## Dataset
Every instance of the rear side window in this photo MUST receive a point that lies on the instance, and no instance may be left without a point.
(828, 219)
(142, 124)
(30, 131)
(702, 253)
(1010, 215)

## Exercise description
Copy the records above line for line, changing nothing.

## Task solution
Every instance of the rear side window in this photo MUST receive a point that lies on the instance, and no instance may be left without a point.
(828, 219)
(142, 124)
(30, 131)
(702, 253)
(1010, 215)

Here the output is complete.